**Records to process:**
• • • •

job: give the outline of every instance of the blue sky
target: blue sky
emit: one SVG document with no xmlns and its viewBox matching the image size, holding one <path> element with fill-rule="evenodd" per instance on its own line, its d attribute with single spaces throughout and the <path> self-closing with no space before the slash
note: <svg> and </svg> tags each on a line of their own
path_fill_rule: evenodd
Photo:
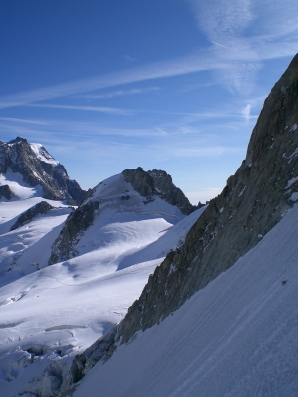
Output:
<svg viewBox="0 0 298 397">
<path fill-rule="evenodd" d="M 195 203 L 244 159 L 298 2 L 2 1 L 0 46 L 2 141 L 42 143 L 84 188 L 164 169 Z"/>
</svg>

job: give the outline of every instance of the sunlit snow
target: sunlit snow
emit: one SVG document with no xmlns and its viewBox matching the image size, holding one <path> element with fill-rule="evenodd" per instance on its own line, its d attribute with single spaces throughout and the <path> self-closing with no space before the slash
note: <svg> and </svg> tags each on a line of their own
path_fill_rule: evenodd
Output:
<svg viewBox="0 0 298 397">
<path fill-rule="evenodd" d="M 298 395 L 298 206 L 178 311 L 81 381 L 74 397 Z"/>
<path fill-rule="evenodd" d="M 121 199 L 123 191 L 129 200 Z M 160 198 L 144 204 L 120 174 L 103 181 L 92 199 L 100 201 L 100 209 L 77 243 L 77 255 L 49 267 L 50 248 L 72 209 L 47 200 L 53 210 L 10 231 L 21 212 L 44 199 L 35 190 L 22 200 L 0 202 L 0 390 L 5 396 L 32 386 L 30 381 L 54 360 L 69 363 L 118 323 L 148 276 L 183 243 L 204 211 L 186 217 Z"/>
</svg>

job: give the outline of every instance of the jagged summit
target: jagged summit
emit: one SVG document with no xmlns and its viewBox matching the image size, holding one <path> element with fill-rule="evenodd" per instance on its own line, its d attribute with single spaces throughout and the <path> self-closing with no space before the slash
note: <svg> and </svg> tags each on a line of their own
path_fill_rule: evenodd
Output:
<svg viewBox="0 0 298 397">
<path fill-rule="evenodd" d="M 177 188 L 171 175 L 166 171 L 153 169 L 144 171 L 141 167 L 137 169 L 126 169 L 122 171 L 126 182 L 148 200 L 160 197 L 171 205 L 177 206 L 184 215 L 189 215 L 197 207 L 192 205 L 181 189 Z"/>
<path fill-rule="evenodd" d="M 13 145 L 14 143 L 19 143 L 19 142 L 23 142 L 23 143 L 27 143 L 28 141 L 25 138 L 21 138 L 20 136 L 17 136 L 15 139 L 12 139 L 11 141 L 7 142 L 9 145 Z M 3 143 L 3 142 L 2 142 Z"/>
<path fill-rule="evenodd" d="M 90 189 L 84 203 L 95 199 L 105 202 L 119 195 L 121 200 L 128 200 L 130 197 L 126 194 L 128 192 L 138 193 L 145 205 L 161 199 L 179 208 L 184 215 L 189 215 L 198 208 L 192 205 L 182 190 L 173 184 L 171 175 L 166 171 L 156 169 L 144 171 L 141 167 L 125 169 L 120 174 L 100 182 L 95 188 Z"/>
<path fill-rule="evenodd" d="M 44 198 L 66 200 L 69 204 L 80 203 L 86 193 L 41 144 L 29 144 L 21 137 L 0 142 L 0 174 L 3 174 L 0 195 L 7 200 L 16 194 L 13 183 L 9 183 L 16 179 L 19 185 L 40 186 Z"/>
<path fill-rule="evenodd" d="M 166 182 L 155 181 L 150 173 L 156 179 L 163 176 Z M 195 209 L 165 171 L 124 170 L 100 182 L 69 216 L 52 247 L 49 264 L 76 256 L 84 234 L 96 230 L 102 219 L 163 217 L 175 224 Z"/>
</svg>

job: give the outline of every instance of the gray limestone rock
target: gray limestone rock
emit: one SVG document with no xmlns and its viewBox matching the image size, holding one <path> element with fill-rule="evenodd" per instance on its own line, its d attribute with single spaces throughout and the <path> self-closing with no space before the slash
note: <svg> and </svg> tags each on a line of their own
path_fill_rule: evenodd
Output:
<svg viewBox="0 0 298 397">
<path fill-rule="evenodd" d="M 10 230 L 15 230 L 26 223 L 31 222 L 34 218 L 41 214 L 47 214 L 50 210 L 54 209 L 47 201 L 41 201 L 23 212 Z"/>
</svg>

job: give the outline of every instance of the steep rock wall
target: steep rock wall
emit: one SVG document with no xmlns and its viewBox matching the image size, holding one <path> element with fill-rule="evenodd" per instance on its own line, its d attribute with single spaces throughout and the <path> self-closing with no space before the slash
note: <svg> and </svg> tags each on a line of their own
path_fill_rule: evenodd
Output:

• • • •

**What you have to do:**
Please count up the lines above that include the string "rock" and respond with the total alone.

**Task output:**
4